Problem description :: Repeat the data exactly as it appears.

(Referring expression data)

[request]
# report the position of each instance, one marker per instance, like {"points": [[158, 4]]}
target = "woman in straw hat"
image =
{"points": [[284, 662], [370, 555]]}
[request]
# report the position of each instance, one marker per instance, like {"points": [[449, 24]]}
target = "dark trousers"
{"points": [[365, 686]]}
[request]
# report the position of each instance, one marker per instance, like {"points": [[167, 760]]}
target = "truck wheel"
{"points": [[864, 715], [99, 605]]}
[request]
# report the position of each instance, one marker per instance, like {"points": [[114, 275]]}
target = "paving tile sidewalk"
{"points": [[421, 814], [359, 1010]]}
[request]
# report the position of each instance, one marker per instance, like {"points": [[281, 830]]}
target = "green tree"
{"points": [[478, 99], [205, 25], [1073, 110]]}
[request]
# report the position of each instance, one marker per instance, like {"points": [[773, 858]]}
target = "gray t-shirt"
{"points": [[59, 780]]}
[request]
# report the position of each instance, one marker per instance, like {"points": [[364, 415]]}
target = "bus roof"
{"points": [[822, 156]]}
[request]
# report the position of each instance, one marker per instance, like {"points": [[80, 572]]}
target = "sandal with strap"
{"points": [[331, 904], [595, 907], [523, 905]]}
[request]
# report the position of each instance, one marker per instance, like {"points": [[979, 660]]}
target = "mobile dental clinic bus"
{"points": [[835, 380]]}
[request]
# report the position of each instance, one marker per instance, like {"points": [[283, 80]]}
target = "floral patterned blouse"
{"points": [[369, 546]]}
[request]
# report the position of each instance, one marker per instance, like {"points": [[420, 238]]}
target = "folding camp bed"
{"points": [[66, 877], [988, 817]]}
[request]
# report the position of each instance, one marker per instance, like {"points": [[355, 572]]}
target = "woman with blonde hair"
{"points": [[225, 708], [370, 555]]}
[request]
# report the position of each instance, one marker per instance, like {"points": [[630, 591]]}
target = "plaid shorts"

Exercise response ::
[request]
# report the position of each instance, one marker per instance, like {"points": [[158, 4]]}
target = "woman in straw hat"
image =
{"points": [[284, 662], [370, 555]]}
[request]
# report the position of each instance, one marker per instance, like {"points": [[449, 24]]}
target = "dark trousers"
{"points": [[365, 686]]}
[request]
# report the position of each instance, one marker per instance, like {"points": [[167, 760]]}
target = "truck wheel"
{"points": [[864, 715], [99, 605]]}
[request]
# report the position of each instance, one marker per instance, like {"points": [[114, 275]]}
target = "paving tile sidewalk"
{"points": [[421, 814], [359, 1010]]}
[request]
# report the position of each instance, one marker per instance, like {"points": [[281, 830]]}
target = "green tree"
{"points": [[478, 99], [205, 25], [1073, 110]]}
[request]
# report the position of each instance, one marker per instance, like {"points": [[773, 858]]}
target = "gray t-shirt"
{"points": [[59, 780]]}
[request]
# report the position of each instance, one marker per instance, like {"points": [[364, 415]]}
target = "bus roof"
{"points": [[822, 156]]}
[request]
# report the position of each instance, one marker per instance, like {"points": [[80, 572]]}
target = "sandal with strap"
{"points": [[331, 904], [595, 907], [523, 905]]}
[request]
# report the position of each instance, one marker per instance, like {"points": [[979, 660]]}
target = "mobile dental clinic bus"
{"points": [[835, 380]]}
[request]
# report the position of each instance, one marker per instance, like {"points": [[283, 80]]}
target = "floral patterned blouse"
{"points": [[369, 546]]}
[request]
# report the position of each instance, one marker per instance, like {"points": [[420, 238]]}
target = "folding camp bed"
{"points": [[66, 877], [988, 817]]}
[request]
# report the position of each instance, one marker per instance, like {"points": [[355, 572]]}
target = "woman with blonde hair"
{"points": [[225, 708], [370, 555]]}
[request]
# report the position of each instance, one marker per instance, like {"points": [[630, 591]]}
target = "plaid shorts"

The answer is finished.